--- START ---
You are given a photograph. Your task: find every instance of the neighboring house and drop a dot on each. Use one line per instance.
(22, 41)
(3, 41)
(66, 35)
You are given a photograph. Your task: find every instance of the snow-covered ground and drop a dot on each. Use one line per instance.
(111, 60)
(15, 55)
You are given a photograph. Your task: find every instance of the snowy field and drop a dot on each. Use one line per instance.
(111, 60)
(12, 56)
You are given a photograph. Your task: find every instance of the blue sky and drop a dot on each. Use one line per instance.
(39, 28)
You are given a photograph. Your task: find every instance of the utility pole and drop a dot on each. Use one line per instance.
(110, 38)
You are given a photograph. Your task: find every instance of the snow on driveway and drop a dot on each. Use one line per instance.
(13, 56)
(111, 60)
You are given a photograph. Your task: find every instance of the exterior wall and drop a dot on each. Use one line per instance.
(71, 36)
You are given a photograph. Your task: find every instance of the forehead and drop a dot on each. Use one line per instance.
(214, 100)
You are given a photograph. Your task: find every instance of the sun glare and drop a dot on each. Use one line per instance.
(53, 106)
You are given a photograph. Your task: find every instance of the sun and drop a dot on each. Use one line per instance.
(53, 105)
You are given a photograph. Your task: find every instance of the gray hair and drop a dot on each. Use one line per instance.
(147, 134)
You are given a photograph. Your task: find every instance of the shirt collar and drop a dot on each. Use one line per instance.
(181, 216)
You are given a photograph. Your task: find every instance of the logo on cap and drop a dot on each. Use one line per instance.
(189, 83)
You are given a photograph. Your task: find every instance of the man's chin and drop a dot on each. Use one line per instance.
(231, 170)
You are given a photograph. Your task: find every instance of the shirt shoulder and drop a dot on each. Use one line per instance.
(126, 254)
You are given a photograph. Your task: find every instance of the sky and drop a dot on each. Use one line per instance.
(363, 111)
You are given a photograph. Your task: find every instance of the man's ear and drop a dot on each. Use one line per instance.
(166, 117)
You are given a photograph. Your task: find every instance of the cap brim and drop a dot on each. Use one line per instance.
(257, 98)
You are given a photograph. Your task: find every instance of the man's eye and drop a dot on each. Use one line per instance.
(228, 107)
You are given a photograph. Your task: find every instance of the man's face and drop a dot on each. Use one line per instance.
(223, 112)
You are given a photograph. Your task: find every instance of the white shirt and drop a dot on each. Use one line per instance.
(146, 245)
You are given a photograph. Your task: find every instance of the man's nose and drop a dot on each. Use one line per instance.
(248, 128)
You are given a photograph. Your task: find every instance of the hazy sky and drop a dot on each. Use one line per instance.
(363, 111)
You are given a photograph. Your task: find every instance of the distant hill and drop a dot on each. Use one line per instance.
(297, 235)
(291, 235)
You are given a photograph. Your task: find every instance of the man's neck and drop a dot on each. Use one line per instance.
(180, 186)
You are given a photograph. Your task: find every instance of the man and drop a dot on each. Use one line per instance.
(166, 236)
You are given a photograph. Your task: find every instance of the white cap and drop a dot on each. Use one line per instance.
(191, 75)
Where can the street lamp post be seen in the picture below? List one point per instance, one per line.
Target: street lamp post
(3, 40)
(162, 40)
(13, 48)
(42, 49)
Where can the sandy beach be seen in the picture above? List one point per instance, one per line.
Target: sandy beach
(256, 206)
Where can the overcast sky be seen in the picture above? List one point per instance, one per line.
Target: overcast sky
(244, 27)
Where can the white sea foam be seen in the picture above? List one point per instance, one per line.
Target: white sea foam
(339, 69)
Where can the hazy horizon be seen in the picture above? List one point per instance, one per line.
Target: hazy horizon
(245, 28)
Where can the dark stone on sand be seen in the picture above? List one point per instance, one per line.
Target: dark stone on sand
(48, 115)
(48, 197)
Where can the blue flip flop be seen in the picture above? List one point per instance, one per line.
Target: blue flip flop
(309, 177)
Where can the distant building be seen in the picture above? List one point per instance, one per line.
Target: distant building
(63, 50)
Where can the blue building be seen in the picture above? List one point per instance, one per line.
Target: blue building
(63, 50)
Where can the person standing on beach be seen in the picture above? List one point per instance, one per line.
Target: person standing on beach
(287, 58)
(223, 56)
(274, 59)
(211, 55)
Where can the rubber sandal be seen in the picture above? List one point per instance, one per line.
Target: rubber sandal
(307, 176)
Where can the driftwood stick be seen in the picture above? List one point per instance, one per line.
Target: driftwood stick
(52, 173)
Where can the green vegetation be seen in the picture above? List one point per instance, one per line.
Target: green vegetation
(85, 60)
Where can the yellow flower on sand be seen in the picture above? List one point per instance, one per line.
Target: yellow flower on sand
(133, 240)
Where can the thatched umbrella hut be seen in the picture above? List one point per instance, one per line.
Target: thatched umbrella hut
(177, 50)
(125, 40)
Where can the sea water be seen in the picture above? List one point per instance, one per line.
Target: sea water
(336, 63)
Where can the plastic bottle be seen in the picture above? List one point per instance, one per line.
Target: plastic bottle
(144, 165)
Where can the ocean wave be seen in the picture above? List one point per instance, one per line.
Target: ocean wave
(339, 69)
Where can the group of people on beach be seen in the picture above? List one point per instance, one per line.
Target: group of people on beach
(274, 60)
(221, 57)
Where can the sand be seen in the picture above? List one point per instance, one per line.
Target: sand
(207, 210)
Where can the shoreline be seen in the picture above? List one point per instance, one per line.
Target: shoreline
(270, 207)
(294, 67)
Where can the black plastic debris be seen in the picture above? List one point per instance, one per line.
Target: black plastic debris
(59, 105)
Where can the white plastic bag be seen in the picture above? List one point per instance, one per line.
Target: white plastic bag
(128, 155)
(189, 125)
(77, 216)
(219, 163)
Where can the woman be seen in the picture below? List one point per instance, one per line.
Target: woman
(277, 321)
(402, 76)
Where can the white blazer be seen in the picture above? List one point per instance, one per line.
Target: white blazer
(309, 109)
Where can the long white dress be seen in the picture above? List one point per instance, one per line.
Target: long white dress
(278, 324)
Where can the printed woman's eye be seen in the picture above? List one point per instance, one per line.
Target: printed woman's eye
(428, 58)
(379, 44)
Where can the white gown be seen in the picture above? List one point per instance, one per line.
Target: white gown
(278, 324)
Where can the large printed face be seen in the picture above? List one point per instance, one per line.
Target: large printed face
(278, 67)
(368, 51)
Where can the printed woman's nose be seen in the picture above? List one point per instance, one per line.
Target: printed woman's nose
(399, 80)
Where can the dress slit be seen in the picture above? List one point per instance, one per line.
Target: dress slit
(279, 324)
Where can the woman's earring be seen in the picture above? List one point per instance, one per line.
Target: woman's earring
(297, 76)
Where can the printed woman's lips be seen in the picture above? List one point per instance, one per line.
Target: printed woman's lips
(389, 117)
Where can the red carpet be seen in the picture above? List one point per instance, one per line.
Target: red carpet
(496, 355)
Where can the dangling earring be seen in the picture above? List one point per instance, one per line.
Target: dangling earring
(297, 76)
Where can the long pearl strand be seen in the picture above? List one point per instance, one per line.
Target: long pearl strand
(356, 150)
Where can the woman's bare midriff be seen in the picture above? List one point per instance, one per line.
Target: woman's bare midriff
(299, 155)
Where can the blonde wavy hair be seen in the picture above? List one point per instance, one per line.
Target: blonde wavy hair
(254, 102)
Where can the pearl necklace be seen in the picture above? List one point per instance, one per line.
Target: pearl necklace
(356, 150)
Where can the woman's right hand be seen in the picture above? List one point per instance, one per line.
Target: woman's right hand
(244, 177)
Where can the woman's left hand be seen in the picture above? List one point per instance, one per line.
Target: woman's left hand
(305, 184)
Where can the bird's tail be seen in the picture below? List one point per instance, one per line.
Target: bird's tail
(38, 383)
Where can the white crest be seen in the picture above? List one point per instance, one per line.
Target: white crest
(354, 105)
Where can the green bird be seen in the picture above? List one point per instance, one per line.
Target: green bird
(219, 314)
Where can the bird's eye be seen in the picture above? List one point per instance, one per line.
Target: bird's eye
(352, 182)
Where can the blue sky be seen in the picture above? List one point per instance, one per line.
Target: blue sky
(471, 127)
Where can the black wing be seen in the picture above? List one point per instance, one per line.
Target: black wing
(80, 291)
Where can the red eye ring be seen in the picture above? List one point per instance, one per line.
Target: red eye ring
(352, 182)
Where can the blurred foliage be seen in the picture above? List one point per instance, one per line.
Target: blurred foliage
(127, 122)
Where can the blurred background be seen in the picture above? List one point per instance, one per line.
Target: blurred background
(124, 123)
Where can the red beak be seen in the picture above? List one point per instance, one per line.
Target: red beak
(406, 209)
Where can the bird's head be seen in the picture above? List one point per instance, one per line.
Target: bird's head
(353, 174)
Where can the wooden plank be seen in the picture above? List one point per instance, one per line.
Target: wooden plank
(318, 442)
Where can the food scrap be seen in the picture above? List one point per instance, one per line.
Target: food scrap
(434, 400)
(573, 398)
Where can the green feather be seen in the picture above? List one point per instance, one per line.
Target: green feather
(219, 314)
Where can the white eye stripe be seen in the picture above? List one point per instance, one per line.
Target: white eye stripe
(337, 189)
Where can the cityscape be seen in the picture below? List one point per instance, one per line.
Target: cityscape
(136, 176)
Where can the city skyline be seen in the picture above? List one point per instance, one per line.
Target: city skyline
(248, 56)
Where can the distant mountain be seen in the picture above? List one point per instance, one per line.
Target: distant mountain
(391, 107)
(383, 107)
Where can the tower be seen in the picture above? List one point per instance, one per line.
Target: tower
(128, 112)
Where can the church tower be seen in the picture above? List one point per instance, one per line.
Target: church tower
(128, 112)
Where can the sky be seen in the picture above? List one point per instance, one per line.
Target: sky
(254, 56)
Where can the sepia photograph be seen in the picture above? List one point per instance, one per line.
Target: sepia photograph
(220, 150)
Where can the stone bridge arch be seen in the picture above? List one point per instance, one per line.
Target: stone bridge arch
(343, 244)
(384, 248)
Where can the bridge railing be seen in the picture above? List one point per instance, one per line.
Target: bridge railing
--- END ---
§ **PROMPT**:
The lines to extract from the data above begin with the line containing "Target: blonde wavy hair" and end with the line containing "Where can the bird's tail". Extract them exactly, including both.

§ **ANSWER TO THIS TASK**:
Target: blonde wavy hair
(254, 102)
Where can the pearl necklace be seen in the picture above? List one point per instance, one per line.
Target: pearl necklace
(356, 150)
Where can the woman's right hand be seen in the picture above? List one point per instance, one per line.
Target: woman's right hand
(244, 177)
Where can the woman's left hand be seen in the picture above? List one point per instance, one per line.
Target: woman's left hand
(305, 184)
Where can the bird's tail be seen in the picture below? List one point per instance, one per line.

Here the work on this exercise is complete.